(Brief):
Some lines below hold "before". Pick them out and copy them.

Collected data:
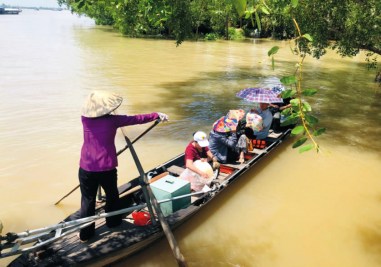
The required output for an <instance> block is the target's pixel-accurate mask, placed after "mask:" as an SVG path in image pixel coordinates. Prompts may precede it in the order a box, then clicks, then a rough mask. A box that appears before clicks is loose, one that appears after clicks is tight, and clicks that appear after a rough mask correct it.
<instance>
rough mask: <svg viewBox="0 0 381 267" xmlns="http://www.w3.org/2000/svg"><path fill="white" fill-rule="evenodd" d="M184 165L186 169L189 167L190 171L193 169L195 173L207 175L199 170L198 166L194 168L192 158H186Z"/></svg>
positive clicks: (207, 177)
mask: <svg viewBox="0 0 381 267" xmlns="http://www.w3.org/2000/svg"><path fill="white" fill-rule="evenodd" d="M185 166H186V167H187V168H188V169H190V170H191V171H193V172H195V173H197V174H198V175H200V176H201V177H203V178H208V175H207V174H206V173H205V172H203V171H201V170H199V169H198V168H196V166H194V164H193V160H191V159H187V160H186V164H185Z"/></svg>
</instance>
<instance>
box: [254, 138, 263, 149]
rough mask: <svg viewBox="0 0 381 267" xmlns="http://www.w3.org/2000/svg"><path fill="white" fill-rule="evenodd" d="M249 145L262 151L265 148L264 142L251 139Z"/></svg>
mask: <svg viewBox="0 0 381 267" xmlns="http://www.w3.org/2000/svg"><path fill="white" fill-rule="evenodd" d="M251 143H252V144H253V148H258V149H263V148H265V147H266V141H265V140H259V139H253V140H251Z"/></svg>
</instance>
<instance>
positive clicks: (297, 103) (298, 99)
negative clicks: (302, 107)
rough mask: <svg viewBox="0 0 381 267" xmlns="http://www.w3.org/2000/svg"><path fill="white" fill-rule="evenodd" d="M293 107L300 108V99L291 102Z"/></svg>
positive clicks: (293, 100)
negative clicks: (296, 107)
mask: <svg viewBox="0 0 381 267" xmlns="http://www.w3.org/2000/svg"><path fill="white" fill-rule="evenodd" d="M290 104H291V106H296V107H297V106H299V98H294V99H291V100H290Z"/></svg>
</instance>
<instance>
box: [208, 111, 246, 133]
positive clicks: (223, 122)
mask: <svg viewBox="0 0 381 267" xmlns="http://www.w3.org/2000/svg"><path fill="white" fill-rule="evenodd" d="M244 116H245V111H244V110H243V109H238V110H237V109H232V110H229V112H228V114H227V115H226V116H223V117H221V118H219V119H218V120H217V121H215V122H214V123H213V131H215V132H219V133H228V132H234V131H236V130H237V126H238V121H240V120H241V119H242V118H243V117H244Z"/></svg>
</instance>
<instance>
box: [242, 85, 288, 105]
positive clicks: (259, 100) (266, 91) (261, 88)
mask: <svg viewBox="0 0 381 267" xmlns="http://www.w3.org/2000/svg"><path fill="white" fill-rule="evenodd" d="M236 96H237V97H239V98H242V99H244V100H246V101H249V102H255V103H283V100H282V98H278V96H277V94H276V93H275V92H273V91H272V90H270V89H266V88H246V89H243V90H241V91H239V92H238V93H237V94H236Z"/></svg>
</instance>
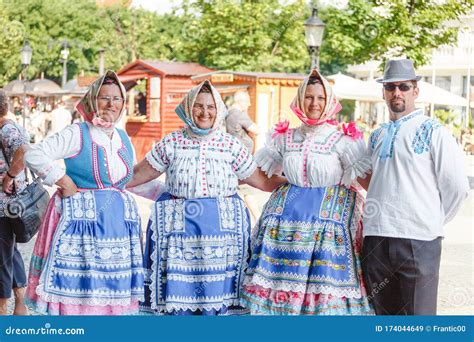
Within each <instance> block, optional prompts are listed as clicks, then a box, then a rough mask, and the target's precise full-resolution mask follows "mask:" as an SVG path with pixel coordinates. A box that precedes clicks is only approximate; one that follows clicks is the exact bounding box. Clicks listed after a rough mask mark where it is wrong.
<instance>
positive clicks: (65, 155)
mask: <svg viewBox="0 0 474 342" xmlns="http://www.w3.org/2000/svg"><path fill="white" fill-rule="evenodd" d="M86 124H87V126H88V127H89V130H90V134H91V137H92V140H93V141H94V142H95V143H96V144H97V145H99V146H101V147H102V148H103V151H104V152H105V155H106V157H107V158H106V159H107V161H108V165H107V166H108V169H109V170H110V173H109V175H108V176H109V177H110V180H111V181H112V182H117V181H119V180H120V179H122V178H124V177H125V176H126V175H127V172H128V169H127V165H126V164H125V162H124V160H123V159H122V157H121V156H120V154H119V150H120V149H121V148H122V146H123V144H122V139H121V138H120V135H119V134H118V132H114V134H113V135H112V139H110V138H109V137H108V136H107V134H105V133H104V132H103V131H102V130H100V129H99V128H97V127H95V126H93V125H91V124H89V123H86ZM81 135H82V133H81V129H80V127H79V125H78V124H73V125H70V126H68V127H66V128H65V129H63V130H62V131H60V132H58V133H56V134H54V135H52V136H50V137H48V138H46V139H44V140H43V141H42V142H41V143H39V144H36V145H33V146H32V147H31V148H30V149H29V150H28V151H27V152H26V154H25V161H26V163H27V164H28V166H29V167H30V168H31V169H32V170H33V171H34V172H36V173H37V174H38V176H40V177H41V178H42V179H43V182H44V184H46V185H53V184H54V183H56V182H57V181H58V180H59V179H61V178H62V177H63V176H64V175H65V170H64V168H62V167H61V166H60V165H59V164H58V163H56V162H55V161H56V160H60V159H66V158H70V157H72V156H74V155H77V154H78V153H79V152H80V150H81V145H82V142H81ZM134 159H135V155H134ZM88 168H90V169H91V170H92V165H90V166H88V165H84V170H88Z"/></svg>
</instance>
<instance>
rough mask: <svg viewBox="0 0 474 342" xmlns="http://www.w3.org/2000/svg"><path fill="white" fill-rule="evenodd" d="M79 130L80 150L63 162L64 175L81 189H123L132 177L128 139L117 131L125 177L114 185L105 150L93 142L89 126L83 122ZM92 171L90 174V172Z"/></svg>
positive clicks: (80, 123) (80, 125)
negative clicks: (120, 147) (119, 139)
mask: <svg viewBox="0 0 474 342" xmlns="http://www.w3.org/2000/svg"><path fill="white" fill-rule="evenodd" d="M79 128H80V129H81V150H80V151H79V153H78V154H76V155H75V156H73V157H70V158H66V159H65V160H64V162H65V164H66V174H67V175H68V176H69V177H71V179H72V180H73V181H74V183H76V185H77V187H78V188H82V189H105V188H111V187H113V188H119V189H122V190H123V189H124V188H125V184H127V183H128V182H129V181H130V180H131V179H132V176H133V147H132V143H131V142H130V139H129V138H128V136H127V133H125V132H124V131H123V130H121V129H117V131H118V133H119V135H120V139H121V140H122V147H121V148H120V149H119V150H118V154H119V156H120V157H121V158H122V159H123V161H124V163H125V165H126V166H127V175H126V176H125V177H124V178H122V179H120V180H119V181H118V182H116V183H112V181H111V180H110V177H109V165H108V163H109V162H108V160H107V156H106V154H105V150H104V148H103V147H102V146H100V145H97V144H96V143H95V142H94V141H93V140H92V136H91V133H90V130H89V126H87V124H86V123H85V122H82V123H80V124H79ZM91 171H92V172H91Z"/></svg>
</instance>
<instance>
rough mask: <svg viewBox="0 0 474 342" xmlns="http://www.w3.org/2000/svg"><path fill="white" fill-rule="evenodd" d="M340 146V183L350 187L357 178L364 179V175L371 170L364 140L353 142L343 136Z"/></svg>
mask: <svg viewBox="0 0 474 342" xmlns="http://www.w3.org/2000/svg"><path fill="white" fill-rule="evenodd" d="M341 145H342V146H341V148H340V150H339V158H340V160H341V164H342V169H343V176H342V181H341V183H342V184H343V185H345V186H350V185H351V184H352V183H353V182H354V181H355V180H356V179H357V177H362V178H365V176H366V174H367V173H368V172H370V170H371V169H372V164H371V160H370V157H369V154H368V151H367V147H366V145H365V141H364V139H362V138H358V139H355V140H353V139H352V138H350V137H348V136H344V137H343V138H342V144H341Z"/></svg>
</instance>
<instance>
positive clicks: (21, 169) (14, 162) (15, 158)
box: [3, 144, 28, 195]
mask: <svg viewBox="0 0 474 342" xmlns="http://www.w3.org/2000/svg"><path fill="white" fill-rule="evenodd" d="M27 149H28V145H26V144H23V145H21V146H20V147H18V148H17V149H16V151H15V153H14V154H13V158H12V161H11V162H10V169H9V170H8V173H9V174H11V175H12V176H15V177H16V176H17V175H19V174H20V173H21V172H22V171H23V170H24V169H25V163H24V162H23V156H24V155H25V152H26V150H27ZM14 181H15V180H14V179H13V178H11V177H10V176H9V175H8V174H7V173H5V178H3V192H5V193H6V194H9V195H11V194H12V193H13V182H14Z"/></svg>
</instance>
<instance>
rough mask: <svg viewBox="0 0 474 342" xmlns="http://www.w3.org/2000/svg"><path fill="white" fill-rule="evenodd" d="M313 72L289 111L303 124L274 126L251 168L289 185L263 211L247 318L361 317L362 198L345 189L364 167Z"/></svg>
mask: <svg viewBox="0 0 474 342" xmlns="http://www.w3.org/2000/svg"><path fill="white" fill-rule="evenodd" d="M341 108H342V107H341V105H340V104H339V102H338V101H337V99H336V97H335V95H334V92H333V90H332V89H331V87H330V85H329V83H328V82H327V80H325V79H324V78H323V77H322V76H321V75H320V74H319V73H318V71H317V70H313V71H312V72H311V74H310V75H309V76H308V77H307V78H306V79H305V80H304V81H303V83H302V84H301V85H300V86H299V88H298V94H297V96H296V98H295V100H294V101H293V103H292V104H291V109H292V110H293V112H294V113H295V114H296V115H297V116H298V118H299V119H300V120H301V121H302V123H303V124H302V125H301V126H299V127H297V128H292V129H288V122H286V123H282V124H279V125H277V127H276V128H275V130H274V131H273V132H272V133H271V134H270V135H271V136H270V137H269V140H268V142H267V145H266V147H265V148H263V149H261V150H260V151H258V152H257V154H256V157H255V159H256V162H257V164H258V165H259V166H260V167H261V169H262V170H263V171H265V172H266V173H267V175H268V176H272V175H274V174H281V173H282V172H284V174H285V176H286V177H287V179H288V182H289V184H285V185H283V186H281V187H279V188H278V189H277V190H275V191H274V192H273V193H272V195H271V197H270V199H269V200H268V202H267V203H266V205H265V207H264V209H263V212H262V215H261V217H260V220H259V222H258V227H257V229H256V232H255V234H256V237H255V239H252V257H251V260H250V262H249V267H248V270H247V272H246V273H247V275H246V278H245V281H244V290H243V302H244V303H245V305H246V306H247V307H249V308H250V309H251V312H252V313H253V314H276V315H291V314H293V315H303V314H306V315H346V314H367V313H371V308H370V307H369V303H368V300H367V295H366V292H365V289H364V285H363V282H362V276H361V270H360V261H359V253H360V238H361V228H362V225H361V222H362V220H361V219H362V206H363V198H362V196H360V195H359V194H358V193H357V191H355V190H354V189H353V188H352V187H351V184H352V183H353V182H354V181H355V180H356V178H357V177H359V176H362V177H364V176H365V172H366V171H368V170H369V168H370V163H368V161H367V159H366V157H365V144H364V141H363V140H362V139H361V134H360V132H358V131H357V129H356V128H355V126H354V124H353V123H352V124H350V125H347V126H344V127H343V128H344V133H343V132H341V131H339V130H338V129H337V127H336V125H337V123H336V122H335V121H334V117H335V115H336V113H337V112H339V111H340V110H341Z"/></svg>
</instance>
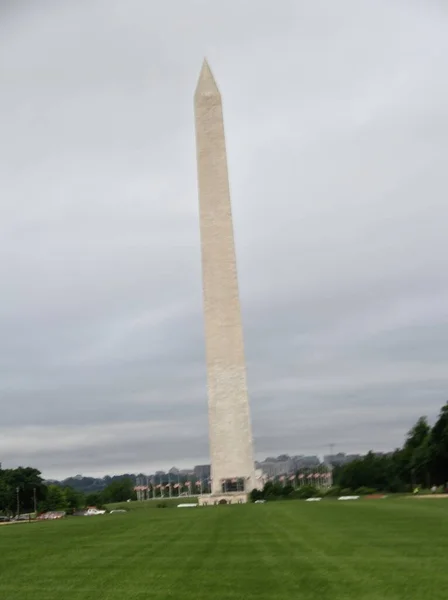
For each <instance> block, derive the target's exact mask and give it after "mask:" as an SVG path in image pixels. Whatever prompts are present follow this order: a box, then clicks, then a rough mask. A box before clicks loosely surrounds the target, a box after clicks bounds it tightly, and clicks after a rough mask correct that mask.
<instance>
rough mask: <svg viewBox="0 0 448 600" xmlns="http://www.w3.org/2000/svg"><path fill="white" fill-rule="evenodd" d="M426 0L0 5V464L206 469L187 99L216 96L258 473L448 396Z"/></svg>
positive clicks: (431, 66) (439, 126)
mask: <svg viewBox="0 0 448 600" xmlns="http://www.w3.org/2000/svg"><path fill="white" fill-rule="evenodd" d="M447 32H448V8H447V6H446V3H445V2H443V1H442V0H440V1H438V0H424V1H423V0H422V1H421V2H420V1H417V0H415V1H413V0H339V1H338V2H334V0H313V1H312V2H311V1H304V0H279V1H278V2H272V0H219V1H218V0H217V1H216V2H211V1H210V0H171V1H166V2H154V1H152V0H120V1H118V0H88V1H87V0H76V1H75V0H64V1H62V0H59V1H56V0H54V1H49V0H48V1H46V0H41V1H39V2H37V1H32V2H31V1H26V0H15V1H12V0H11V1H8V0H0V83H1V94H0V132H1V135H0V186H1V187H0V195H1V202H0V207H1V218H0V243H1V254H0V278H1V294H0V403H1V411H0V461H2V462H3V464H4V466H17V465H19V464H32V465H33V466H36V467H39V468H40V469H41V470H42V471H43V473H44V474H45V475H46V476H55V477H61V476H66V475H70V474H75V473H83V474H104V473H113V472H123V471H131V472H138V471H144V472H150V471H152V470H154V469H157V468H165V469H166V468H169V467H170V466H172V465H173V464H175V465H177V466H179V467H183V466H190V465H194V464H198V463H203V462H207V461H208V439H207V406H206V402H207V398H206V381H205V364H204V362H205V359H204V339H203V324H202V315H201V309H202V296H201V278H200V246H199V226H198V201H197V187H196V164H195V138H194V121H193V93H194V89H195V86H196V81H197V77H198V74H199V71H200V67H201V63H202V59H203V57H204V55H206V56H207V58H208V59H209V62H210V64H211V66H212V69H213V71H214V74H215V77H216V79H217V81H218V84H219V86H220V88H221V92H222V95H223V100H224V117H225V125H226V133H227V145H228V154H229V169H230V178H231V189H232V202H233V212H234V225H235V235H236V244H237V257H238V262H239V275H240V288H241V298H242V307H243V321H244V329H245V341H246V354H247V363H248V379H249V386H250V396H251V406H252V417H253V428H254V438H255V444H256V455H257V458H262V457H264V456H266V455H272V454H276V453H277V454H280V453H282V452H289V453H294V454H296V453H297V454H298V453H313V454H314V453H317V454H323V453H326V452H328V445H329V444H330V443H334V444H335V449H337V450H341V451H342V450H344V451H349V452H352V451H353V452H354V451H367V450H369V449H370V448H374V449H378V450H382V449H389V448H393V447H395V446H396V445H398V444H400V443H401V442H402V439H403V436H404V435H405V433H406V431H407V430H408V428H409V427H410V426H411V425H412V424H413V422H414V421H415V419H416V418H418V417H419V416H420V415H421V414H427V415H428V416H429V417H431V418H434V417H435V415H436V414H437V412H438V410H439V408H440V406H441V405H442V404H443V403H444V402H445V401H446V400H447V399H448V394H447V387H448V368H447V360H448V281H447V271H448V236H447V234H446V227H447V219H448V202H447V197H448V196H447V194H448V174H447V172H446V158H447V150H448V81H447V77H446V73H447V72H448V35H447Z"/></svg>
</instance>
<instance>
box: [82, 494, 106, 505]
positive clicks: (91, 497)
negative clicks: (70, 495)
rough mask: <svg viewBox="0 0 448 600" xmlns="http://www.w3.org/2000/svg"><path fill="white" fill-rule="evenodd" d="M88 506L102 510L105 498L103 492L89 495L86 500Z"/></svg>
mask: <svg viewBox="0 0 448 600" xmlns="http://www.w3.org/2000/svg"><path fill="white" fill-rule="evenodd" d="M85 504H86V506H96V507H97V508H100V506H102V504H103V498H102V495H101V492H93V493H92V494H87V496H86V498H85Z"/></svg>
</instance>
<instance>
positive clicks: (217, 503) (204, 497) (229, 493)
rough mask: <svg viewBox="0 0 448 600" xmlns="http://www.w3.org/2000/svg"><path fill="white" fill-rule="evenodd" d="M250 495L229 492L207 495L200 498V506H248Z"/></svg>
mask: <svg viewBox="0 0 448 600" xmlns="http://www.w3.org/2000/svg"><path fill="white" fill-rule="evenodd" d="M248 500H249V495H248V494H246V492H227V493H223V494H207V495H203V496H199V497H198V504H199V506H219V505H220V504H246V502H248Z"/></svg>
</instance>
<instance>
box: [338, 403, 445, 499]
mask: <svg viewBox="0 0 448 600" xmlns="http://www.w3.org/2000/svg"><path fill="white" fill-rule="evenodd" d="M333 481H334V483H335V485H339V486H341V487H343V488H350V489H356V488H359V487H362V486H366V487H369V488H375V489H377V490H384V491H388V492H405V491H410V490H411V489H415V488H416V487H419V488H430V487H432V486H441V487H445V486H446V485H447V483H448V403H446V404H445V406H443V407H442V409H441V411H440V414H439V417H438V419H437V420H436V422H435V423H434V425H433V426H432V427H431V426H430V425H429V423H428V420H427V418H426V417H421V418H420V419H419V420H418V421H417V423H416V424H415V425H414V427H412V429H411V430H410V431H409V433H408V435H407V437H406V440H405V442H404V444H403V447H402V448H397V449H396V450H395V451H394V452H391V453H388V454H385V455H380V456H378V455H375V454H373V453H372V452H369V453H368V454H367V455H366V456H364V457H362V458H360V459H358V460H355V461H353V462H351V463H349V464H347V465H344V466H341V467H335V469H334V471H333Z"/></svg>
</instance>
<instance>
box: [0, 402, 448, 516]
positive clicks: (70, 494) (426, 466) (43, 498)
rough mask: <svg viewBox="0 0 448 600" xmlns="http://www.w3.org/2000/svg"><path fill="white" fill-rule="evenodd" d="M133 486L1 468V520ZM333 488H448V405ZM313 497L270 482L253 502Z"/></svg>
mask: <svg viewBox="0 0 448 600" xmlns="http://www.w3.org/2000/svg"><path fill="white" fill-rule="evenodd" d="M134 483H135V482H134V481H133V480H132V479H131V478H130V477H122V478H111V479H110V483H109V484H108V485H107V486H106V487H105V489H103V490H101V491H95V492H92V493H89V494H84V493H83V492H81V491H79V490H76V489H74V488H73V487H72V486H68V485H63V486H61V485H57V484H49V485H47V484H46V483H45V482H44V480H43V479H42V476H41V473H40V472H39V471H38V470H37V469H33V468H31V467H26V468H24V467H20V468H18V469H1V468H0V514H1V513H2V512H3V513H10V514H11V513H13V514H15V513H17V512H18V511H19V512H22V513H23V512H33V511H35V510H37V511H38V512H40V511H45V510H76V509H80V508H83V507H85V506H101V505H104V504H108V503H113V502H125V501H127V500H129V499H136V495H135V491H134ZM333 484H334V489H333V490H330V491H329V492H328V493H330V494H331V493H336V491H338V490H344V491H349V490H353V491H356V490H360V489H365V490H371V491H373V490H378V491H384V492H408V491H411V490H412V489H414V488H415V487H426V488H430V487H431V486H433V485H436V486H446V485H448V403H446V404H445V406H443V407H442V409H441V411H440V414H439V417H438V419H437V421H436V422H435V423H434V425H433V426H432V427H431V426H430V425H429V423H428V420H427V418H426V417H421V418H420V419H419V420H418V421H417V423H416V424H415V425H414V427H413V428H412V429H411V430H410V431H409V433H408V435H407V437H406V440H405V442H404V445H403V447H402V448H397V449H396V450H395V451H393V452H390V453H388V454H384V455H377V454H374V453H373V452H369V453H368V454H367V455H366V456H364V457H362V458H360V459H358V460H355V461H353V462H350V463H349V464H346V465H343V466H336V467H335V468H334V470H333ZM313 490H314V491H313ZM314 493H315V489H314V488H313V487H312V486H307V485H305V486H302V487H300V488H299V489H295V486H293V485H292V484H291V481H290V480H284V481H283V482H272V481H269V482H268V483H267V484H266V486H265V488H264V490H263V491H261V492H255V491H254V492H253V494H252V498H253V499H254V500H257V499H262V498H293V497H297V498H299V497H300V498H302V497H308V496H312V495H313V494H314Z"/></svg>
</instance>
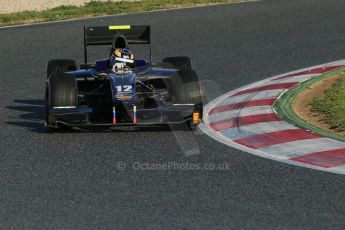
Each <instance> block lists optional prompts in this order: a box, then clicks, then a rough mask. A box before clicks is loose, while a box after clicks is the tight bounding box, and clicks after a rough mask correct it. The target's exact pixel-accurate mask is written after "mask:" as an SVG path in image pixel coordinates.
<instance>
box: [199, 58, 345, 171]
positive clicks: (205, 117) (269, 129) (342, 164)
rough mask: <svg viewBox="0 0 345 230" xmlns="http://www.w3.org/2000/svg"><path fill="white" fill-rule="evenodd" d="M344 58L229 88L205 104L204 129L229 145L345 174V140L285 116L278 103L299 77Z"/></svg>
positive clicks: (311, 73) (301, 77)
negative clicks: (306, 127) (232, 89)
mask: <svg viewBox="0 0 345 230" xmlns="http://www.w3.org/2000/svg"><path fill="white" fill-rule="evenodd" d="M344 67H345V60H341V61H337V62H332V63H328V64H323V65H319V66H314V67H310V68H306V69H301V70H297V71H293V72H289V73H285V74H282V75H278V76H274V77H271V78H268V79H264V80H262V81H259V82H255V83H253V84H250V85H247V86H244V87H242V88H239V89H236V90H233V91H231V92H228V93H226V94H224V95H222V96H220V97H218V98H216V99H215V100H213V101H211V102H210V103H209V104H207V105H206V106H205V108H204V123H203V124H201V125H200V126H199V127H200V129H201V130H202V131H203V132H204V133H206V134H207V135H209V136H210V137H212V138H214V139H215V140H217V141H219V142H222V143H224V144H226V145H228V146H231V147H234V148H237V149H240V150H242V151H245V152H249V153H252V154H254V155H257V156H261V157H265V158H269V159H272V160H277V161H281V162H284V163H288V164H293V165H298V166H302V167H307V168H313V169H318V170H323V171H327V172H332V173H339V174H345V143H344V142H341V141H337V140H334V139H331V138H326V137H323V136H320V135H318V134H314V133H312V132H309V131H307V130H303V129H300V128H298V127H296V126H294V125H292V124H289V123H287V122H286V121H284V120H282V119H281V118H280V117H279V116H278V115H277V114H276V112H275V111H274V109H273V107H272V106H273V104H274V103H275V101H276V100H277V99H278V98H279V97H280V96H281V95H282V94H283V93H284V92H286V91H287V90H289V89H291V88H293V87H294V86H296V85H297V84H298V83H299V82H302V81H305V80H308V79H310V78H312V77H316V76H319V75H321V74H323V73H325V72H328V71H331V70H335V69H339V68H344Z"/></svg>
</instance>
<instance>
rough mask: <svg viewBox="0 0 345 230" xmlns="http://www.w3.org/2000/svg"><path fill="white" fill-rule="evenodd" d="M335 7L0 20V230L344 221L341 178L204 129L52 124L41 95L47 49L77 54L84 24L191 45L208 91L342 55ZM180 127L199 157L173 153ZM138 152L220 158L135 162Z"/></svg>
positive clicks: (338, 13) (329, 223)
mask: <svg viewBox="0 0 345 230" xmlns="http://www.w3.org/2000/svg"><path fill="white" fill-rule="evenodd" d="M344 8H345V2H344V1H342V0H328V1H324V0H313V1H308V0H290V1H260V2H251V3H243V4H235V5H223V6H211V7H204V8H196V9H185V10H173V11H164V12H155V13H145V14H134V15H124V16H117V17H107V18H104V19H102V20H103V21H102V22H100V20H101V19H90V20H82V21H73V22H65V23H53V24H46V25H35V26H29V27H18V28H8V29H2V30H0V38H1V42H0V51H1V61H0V69H1V84H0V98H1V99H0V110H1V111H0V118H1V123H0V130H1V131H0V142H1V144H0V207H1V208H0V229H343V228H344V225H345V186H344V184H345V177H344V176H342V175H336V174H330V173H325V172H321V171H316V170H311V169H306V168H302V167H296V166H291V165H287V164H283V163H279V162H275V161H271V160H268V159H264V158H259V157H256V156H253V155H251V154H247V153H244V152H241V151H239V150H235V149H232V148H230V147H228V146H225V145H223V144H220V143H217V142H215V141H214V140H212V139H211V138H209V137H207V136H206V135H204V134H202V133H201V132H194V133H190V132H182V131H178V132H175V133H173V132H167V131H151V132H150V131H145V132H105V133H104V132H96V133H93V132H87V133H55V134H48V133H46V132H45V131H44V128H43V125H42V124H43V121H42V113H43V107H42V104H43V100H42V99H43V94H44V84H45V68H46V64H47V61H48V60H49V59H52V58H74V59H76V60H77V61H79V62H81V61H82V60H83V56H82V55H83V52H82V26H83V25H97V24H100V23H102V24H150V25H151V26H152V29H153V31H152V38H153V53H154V59H155V60H160V59H162V58H163V57H165V56H173V55H188V56H190V57H191V59H192V60H193V62H194V66H195V69H196V70H197V72H198V73H199V75H200V78H201V79H202V80H209V81H207V82H208V84H206V86H205V88H206V89H207V87H209V88H212V89H209V91H210V92H212V93H209V92H208V93H209V95H210V96H209V99H212V97H215V96H218V95H221V94H223V93H225V92H227V91H230V90H233V89H236V88H238V87H240V86H243V85H245V84H248V83H251V82H255V81H258V80H261V79H264V78H267V77H270V76H273V75H277V74H280V73H284V72H288V71H291V70H295V69H300V68H303V67H308V66H313V65H316V64H321V63H326V62H330V61H334V60H340V59H343V58H344V55H345V46H344V44H345V30H344V28H345V21H344V17H343V9H344ZM207 82H206V83H207ZM212 83H214V87H210V86H212ZM212 90H213V91H212ZM186 138H190V139H191V140H192V142H193V143H194V145H195V146H196V148H197V149H199V151H200V153H199V154H194V155H191V156H187V155H188V154H186V153H185V152H184V151H182V149H183V148H184V147H183V146H184V145H183V144H182V145H181V140H183V139H186ZM119 162H123V163H125V164H126V165H127V168H126V169H125V170H119V168H118V163H119ZM135 162H139V163H155V164H163V163H168V162H173V163H175V164H186V163H190V164H192V163H194V164H200V165H204V164H209V163H212V164H221V163H227V164H228V166H229V167H230V169H227V170H181V169H177V170H171V169H170V170H135V169H134V168H132V166H131V165H132V164H133V163H135Z"/></svg>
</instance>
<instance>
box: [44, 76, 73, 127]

(Task output):
The required output for an <instance> block is the target's pixel-accurate mask, placed after "mask:" as an SVG path in image pixel coordinates. Prompts may precede it in the order a box, then clicks, then a rough mask. A box that appears before clicks is loose, one that appears after clicks is tight, and clicks that appear after a rough mask correct it.
For each <instance> block, derive the target's exact mask and give it after "mask:" as an SVG path in image pixels. Whatever prompts are present follow this order: a box, then clicks, then a rough mask. A box before clicks loosely surrounds the target, a box after clicks bounds it tightly, and clicks after a rough mask correct that mask.
Each <instance> block lists optional prompts in this order: a box, then clicks, then a rough mask. A box before clicks is loose, while a box after clicks is the tight bounding box, and clicks after a rough mask correct it. The target's exact pixel-accurate mask is written after "mask:" as an SVG path in image pixel coordinates.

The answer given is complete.